• Given problem 1:
List every telltale sign of a fraudulent correspondent that the phishing article below gives.
• Given problem 2:
Using the phishing article below, explain in one to three sentences why a spam filter cannot be counted on to sort every email correctly.

• Article:
-- BEGIN --

Have you ever received a strange email from a mysterious sender asking for money? Or perhaps you’ve gotten a phone call from someone you don’t know who tells you that your bank account has been compromised. Maybe it was even a suspicious text message. Emails, phone calls, and text messages are all mediums through which cybercriminals will try to steal consumers’ personal information with the intention of turning a profit. This type of scam is called “phishing,” and it is fairly common in today’s society—in businesses alone, according to the FBI, phishing resulted in the loss of over $1.7 billion in 2019. Sometimes, though, we use technology to give personal information to people who legitimately need it. The question, then, is this: how can we know which messages are scams, and how do we defend ourselves and those we care about against them?
How do I know if it’s legitimate?
In a phishing attack, a criminal pretends be a legitimate entity and asks for your personal information, such as your bank account credentials or your Social Security Number. Although cybercriminals are often very sneaky, there are some common, telltale signs that the person you’re corresponding with is a fraud:
- Poor grammar or spelling
- Links that are not spelled exactly correctly; for example, www.vmetfiber.com
- Unbelievably good offers
- Unexpected or unusual attachments
- Unknown sender or caller
- Mumbling over the phone or overusing technical language
- Supposedly urgent messages
To see a more comprehensive list of phishing techniques, check out this PDF from KnowBe4.
How can I protect myself from phishing attacks?
There are a few ways to try to prevent phishing attacks. One option is to use a spam filter in your email inbox. Spam filters analyze different criteria in an attempt to deduce whether or not an email is from a legitimate source. These emails will be put into a spam inbox instead of your main inbox. However, it’s important to note that spam filters can make mistakes. An important email that is from a legitimate source may end up in your spam inbox, or a cybercriminal may outsmart the filter, allowing a phishing attack to reach your main inbox.

-- END --

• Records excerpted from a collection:
-- BEGIN --

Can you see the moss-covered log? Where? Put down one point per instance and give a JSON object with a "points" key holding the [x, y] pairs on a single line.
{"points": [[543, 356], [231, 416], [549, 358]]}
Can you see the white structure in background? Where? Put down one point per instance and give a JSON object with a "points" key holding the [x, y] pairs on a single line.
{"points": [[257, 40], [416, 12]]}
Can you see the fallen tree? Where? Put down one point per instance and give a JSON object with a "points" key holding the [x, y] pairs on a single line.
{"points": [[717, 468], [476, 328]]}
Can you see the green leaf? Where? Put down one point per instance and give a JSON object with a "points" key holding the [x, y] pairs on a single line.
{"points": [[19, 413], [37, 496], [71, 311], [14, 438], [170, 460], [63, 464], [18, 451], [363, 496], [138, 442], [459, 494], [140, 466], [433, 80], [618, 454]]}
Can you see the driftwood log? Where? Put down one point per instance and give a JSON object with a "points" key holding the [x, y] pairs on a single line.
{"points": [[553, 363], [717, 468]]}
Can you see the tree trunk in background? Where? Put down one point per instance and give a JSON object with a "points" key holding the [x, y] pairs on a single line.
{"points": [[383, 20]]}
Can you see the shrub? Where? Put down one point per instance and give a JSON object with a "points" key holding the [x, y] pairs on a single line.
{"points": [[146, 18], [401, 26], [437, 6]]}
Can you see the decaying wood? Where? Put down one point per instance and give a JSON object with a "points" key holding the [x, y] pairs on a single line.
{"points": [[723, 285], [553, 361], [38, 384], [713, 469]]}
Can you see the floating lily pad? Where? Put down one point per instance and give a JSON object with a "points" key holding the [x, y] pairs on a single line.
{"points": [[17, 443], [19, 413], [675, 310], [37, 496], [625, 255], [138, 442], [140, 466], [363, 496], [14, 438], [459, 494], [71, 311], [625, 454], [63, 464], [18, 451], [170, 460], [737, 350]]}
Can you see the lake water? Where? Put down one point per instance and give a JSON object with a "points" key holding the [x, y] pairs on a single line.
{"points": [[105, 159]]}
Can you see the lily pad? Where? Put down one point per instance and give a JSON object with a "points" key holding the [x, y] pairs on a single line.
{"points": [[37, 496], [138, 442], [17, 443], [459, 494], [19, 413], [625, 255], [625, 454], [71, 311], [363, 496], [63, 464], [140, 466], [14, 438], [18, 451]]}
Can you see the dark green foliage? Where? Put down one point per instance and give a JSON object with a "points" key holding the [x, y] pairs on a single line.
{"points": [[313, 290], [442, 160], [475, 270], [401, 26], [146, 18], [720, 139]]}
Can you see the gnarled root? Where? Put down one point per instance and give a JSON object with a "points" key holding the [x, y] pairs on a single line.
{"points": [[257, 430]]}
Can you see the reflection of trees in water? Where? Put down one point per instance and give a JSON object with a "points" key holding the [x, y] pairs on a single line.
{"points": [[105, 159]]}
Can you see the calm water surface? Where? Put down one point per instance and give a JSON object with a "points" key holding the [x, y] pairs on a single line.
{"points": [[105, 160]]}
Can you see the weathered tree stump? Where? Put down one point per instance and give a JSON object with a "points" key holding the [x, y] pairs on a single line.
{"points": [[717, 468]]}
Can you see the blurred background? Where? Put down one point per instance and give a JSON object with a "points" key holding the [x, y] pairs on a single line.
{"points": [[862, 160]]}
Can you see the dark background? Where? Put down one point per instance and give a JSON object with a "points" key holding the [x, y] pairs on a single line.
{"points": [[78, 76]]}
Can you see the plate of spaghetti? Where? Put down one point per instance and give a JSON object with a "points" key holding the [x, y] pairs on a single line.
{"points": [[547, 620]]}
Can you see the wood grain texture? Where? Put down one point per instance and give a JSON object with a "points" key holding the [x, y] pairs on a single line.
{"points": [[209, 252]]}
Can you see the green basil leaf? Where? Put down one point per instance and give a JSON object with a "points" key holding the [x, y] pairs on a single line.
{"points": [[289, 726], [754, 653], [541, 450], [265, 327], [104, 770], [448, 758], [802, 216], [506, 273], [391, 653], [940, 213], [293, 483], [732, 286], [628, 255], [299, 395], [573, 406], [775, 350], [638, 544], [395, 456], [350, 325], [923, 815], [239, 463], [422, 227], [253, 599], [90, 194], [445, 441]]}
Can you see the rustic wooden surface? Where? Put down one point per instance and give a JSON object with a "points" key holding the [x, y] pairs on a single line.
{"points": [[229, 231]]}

-- END --

• Response 1:
- Poor grammar or spelling
- Links that are not spelled exactly correctly
- Unbelievably good offers
- Unexpected or unusual attachments
- Unknown sender or caller
- Mumbling over the phone or overusing technical language
- Supposedly urgent messages

• Response 2:
Spam filters can make mistakes. A legitimate and important email may be placed in the spam inbox. A cybercriminal may also outsmart the filter, so a phishing attack reaches the main inbox.